§ Texto escolhido:
>>>>>

Sou tomista convicto. O aspecto da Filosofia pelo qual mais me interesso é a Filosofia da História. Em função deste encontro o ponto de junção entre os dois gêneros de atividade em que me venho dividindo ao longo de minha vida: o estudo e a ação. O ensaio em que condenso o essencial de meu pensamento explica o sentido de minha atuação ideológica. Trata-se do livro Revolução e Contra-Revolução.

21 de fevereiro de 2018

Mais do que Mamon, é o pensamento que conduz os homens

Quem concebe um país unicamente como um conjunto de classes profissionais, e nada mais, pensa que viver é só trabalhar. Ora, tal pensamento, em lugar de ser uma verdade óbvia, é um erro para além de óbvio. Se o homem trabalha, é para um fim. Que fim é esse? Depende da idéia que ele tenha formado do que seja esta vida. Como o trabalho é mero meio para alcançar este fim, ele vale menos do que esse fim. Pensar, e por meio do pensamento conquistar a Verdade, amá-LA, servi-LA, eis o grande fim da vida.

<<<<<

§ Material fornecido:
>>>>>

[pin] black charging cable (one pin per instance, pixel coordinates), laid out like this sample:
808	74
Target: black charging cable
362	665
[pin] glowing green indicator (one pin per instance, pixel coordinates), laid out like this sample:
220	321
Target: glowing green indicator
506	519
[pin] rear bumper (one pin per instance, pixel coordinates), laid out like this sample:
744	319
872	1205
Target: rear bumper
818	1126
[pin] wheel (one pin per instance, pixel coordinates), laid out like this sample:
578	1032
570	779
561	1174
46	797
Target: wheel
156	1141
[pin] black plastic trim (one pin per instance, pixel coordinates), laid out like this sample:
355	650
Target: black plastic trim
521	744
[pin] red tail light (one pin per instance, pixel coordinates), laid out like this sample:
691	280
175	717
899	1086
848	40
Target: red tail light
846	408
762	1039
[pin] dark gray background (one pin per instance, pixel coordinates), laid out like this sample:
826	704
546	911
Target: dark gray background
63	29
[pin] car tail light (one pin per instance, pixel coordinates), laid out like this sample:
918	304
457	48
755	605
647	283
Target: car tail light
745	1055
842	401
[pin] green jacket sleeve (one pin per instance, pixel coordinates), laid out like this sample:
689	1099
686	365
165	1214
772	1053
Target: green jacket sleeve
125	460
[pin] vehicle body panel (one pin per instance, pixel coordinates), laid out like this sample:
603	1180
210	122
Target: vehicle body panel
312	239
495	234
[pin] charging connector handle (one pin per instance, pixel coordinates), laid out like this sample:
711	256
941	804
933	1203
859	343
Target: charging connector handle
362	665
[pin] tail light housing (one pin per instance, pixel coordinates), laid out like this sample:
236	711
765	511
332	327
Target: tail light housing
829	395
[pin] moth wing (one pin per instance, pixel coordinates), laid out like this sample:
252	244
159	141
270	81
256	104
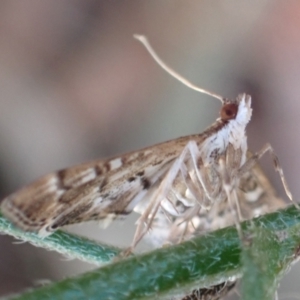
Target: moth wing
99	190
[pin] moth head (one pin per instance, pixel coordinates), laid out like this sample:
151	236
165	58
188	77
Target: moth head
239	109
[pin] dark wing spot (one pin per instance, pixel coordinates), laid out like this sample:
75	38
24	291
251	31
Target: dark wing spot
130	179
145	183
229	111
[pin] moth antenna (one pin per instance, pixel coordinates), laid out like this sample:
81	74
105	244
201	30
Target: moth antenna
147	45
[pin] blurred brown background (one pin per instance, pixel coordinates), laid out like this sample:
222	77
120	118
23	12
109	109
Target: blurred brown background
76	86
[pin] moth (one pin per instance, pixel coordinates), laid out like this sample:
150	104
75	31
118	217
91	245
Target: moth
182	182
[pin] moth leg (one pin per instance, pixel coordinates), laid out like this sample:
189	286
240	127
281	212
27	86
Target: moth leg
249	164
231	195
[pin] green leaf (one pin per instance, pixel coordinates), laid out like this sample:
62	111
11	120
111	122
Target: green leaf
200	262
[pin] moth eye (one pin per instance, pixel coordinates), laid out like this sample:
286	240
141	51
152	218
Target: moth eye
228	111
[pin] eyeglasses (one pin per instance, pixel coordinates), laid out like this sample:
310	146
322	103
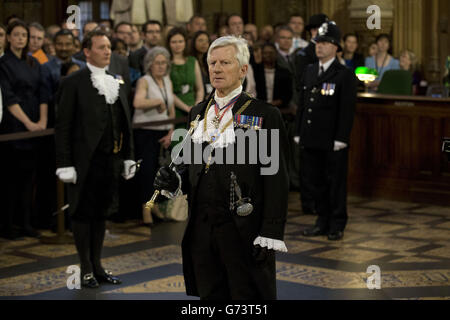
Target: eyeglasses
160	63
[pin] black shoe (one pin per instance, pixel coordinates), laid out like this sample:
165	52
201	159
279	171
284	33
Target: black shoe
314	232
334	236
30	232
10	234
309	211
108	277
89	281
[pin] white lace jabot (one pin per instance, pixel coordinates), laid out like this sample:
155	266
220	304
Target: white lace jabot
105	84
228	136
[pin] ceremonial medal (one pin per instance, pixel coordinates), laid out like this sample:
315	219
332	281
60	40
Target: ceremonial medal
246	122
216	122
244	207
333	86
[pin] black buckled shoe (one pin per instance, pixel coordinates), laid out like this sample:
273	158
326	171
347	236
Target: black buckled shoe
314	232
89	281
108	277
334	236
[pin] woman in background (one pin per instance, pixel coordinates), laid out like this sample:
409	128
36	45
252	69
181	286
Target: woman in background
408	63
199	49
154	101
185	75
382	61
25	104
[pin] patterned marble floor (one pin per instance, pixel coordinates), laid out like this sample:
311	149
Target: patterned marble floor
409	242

<<<<<

§ Objetivos:
a) Reproduza o trecho do texto escolhido entre "21 de fevereiro" e "fim da vida.", inclusive.
b) De acordo com o texto escolhido, por que o trabalho vale menos do que o fim para o qual o homem trabalha? Explique em uma a três frases.
c) Responda a estas perguntas sobre o texto escolhido:
(i) Que aspecto da Filosofia mais interessa a quem escreve?
(ii) Qual é o livro em que está condensado o essencial do pensamento de quem escreve?
(iii) Qual é o grande fim da vida?

§ Respostas por tarefa:
a)
21 de fevereiro de 2018

Mais do que Mamon, é o pensamento que conduz os homens

Quem concebe um país unicamente como um conjunto de classes profissionais, e nada mais, pensa que viver é só trabalhar. Ora, tal pensamento, em lugar de ser uma verdade óbvia, é um erro para além de óbvio. Se o homem trabalha, é para um fim. Que fim é esse? Depende da idéia que ele tenha formado do que seja esta vida. Como o trabalho é mero meio para alcançar este fim, ele vale menos do que esse fim. Pensar, e por meio do pensamento conquistar a Verdade, amá-LA, servi-LA, eis o grande fim da vida.

b) Porque o trabalho é apenas um meio para alcançar esse fim. Por ser só um meio, ele vale menos do que o próprio fim.

c)
(i) A Filosofia da História.
(ii) Revolução e Contra-Revolução.
(iii) Pensar e, por meio do pensamento, conquistar a Verdade, amá-LA e servi-LA.